▶ [WHAT TO PRODUCE]
Edit the records starting with the line containing "Practice. Place a point on every instance of the sky" and going on through the end, replacing "parked car" with "parked vehicle" and leaving everything else unchanged; return only those lines.

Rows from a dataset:

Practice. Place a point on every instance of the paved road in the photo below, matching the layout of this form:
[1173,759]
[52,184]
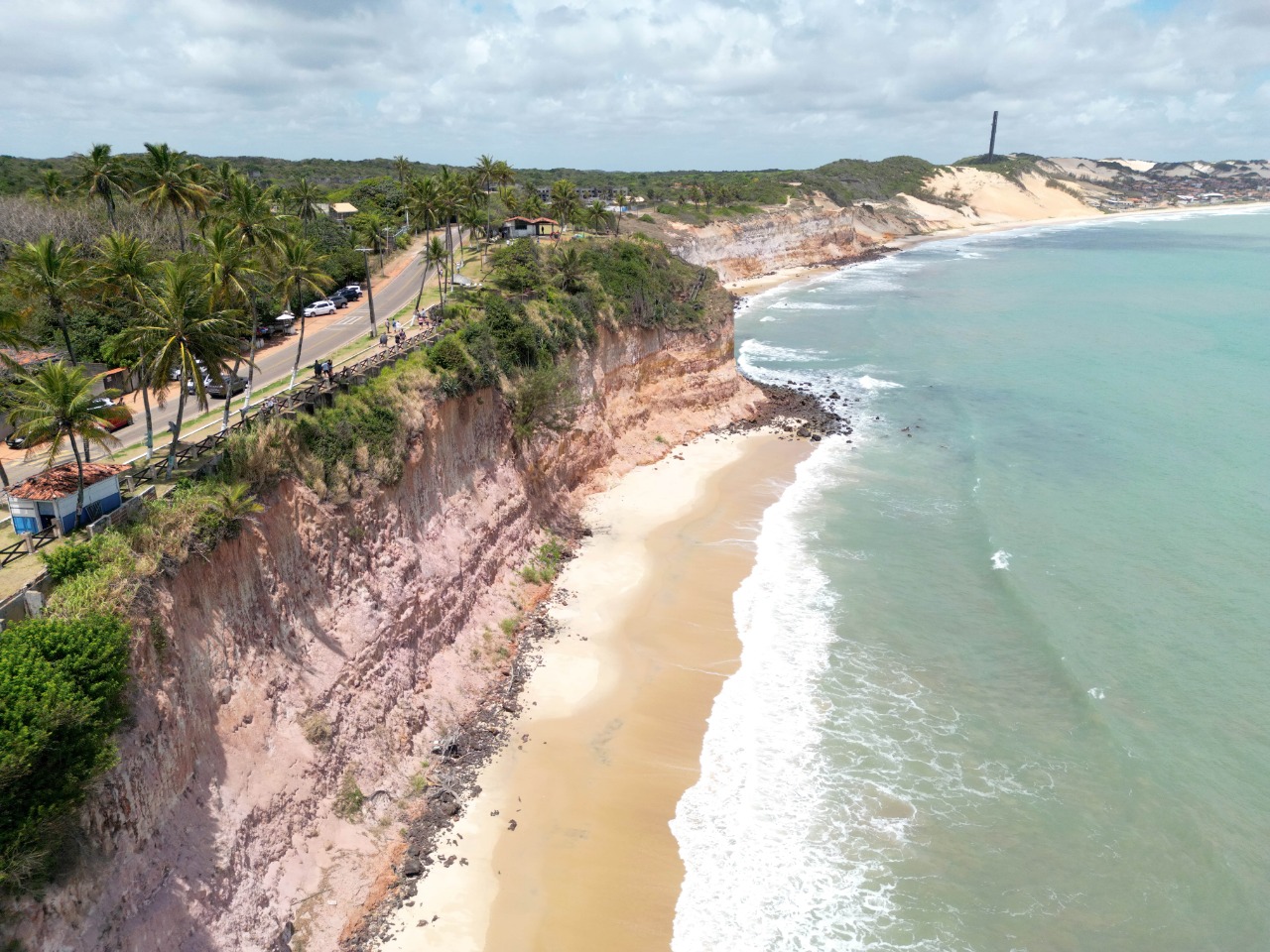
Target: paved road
[322,336]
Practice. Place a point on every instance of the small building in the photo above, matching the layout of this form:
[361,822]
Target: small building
[343,211]
[50,497]
[521,226]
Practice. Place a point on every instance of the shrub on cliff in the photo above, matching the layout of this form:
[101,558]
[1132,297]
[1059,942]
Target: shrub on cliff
[63,684]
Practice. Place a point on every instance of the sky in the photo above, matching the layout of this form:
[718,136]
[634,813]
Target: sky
[659,84]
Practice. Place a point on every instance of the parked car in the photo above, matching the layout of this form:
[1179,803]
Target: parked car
[175,373]
[227,386]
[119,414]
[318,308]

▶ [SOLUTION TO THE PROBLEM]
Practice. Place a point on every instance of the sky in the photo above, matching the layout of this form:
[718,136]
[634,813]
Target: sky
[659,84]
Practice. Place a point on every instance of the parked vehicle in the photo above, matching the layout of this form:
[1179,803]
Target: parked vehicle
[175,373]
[227,386]
[119,414]
[318,308]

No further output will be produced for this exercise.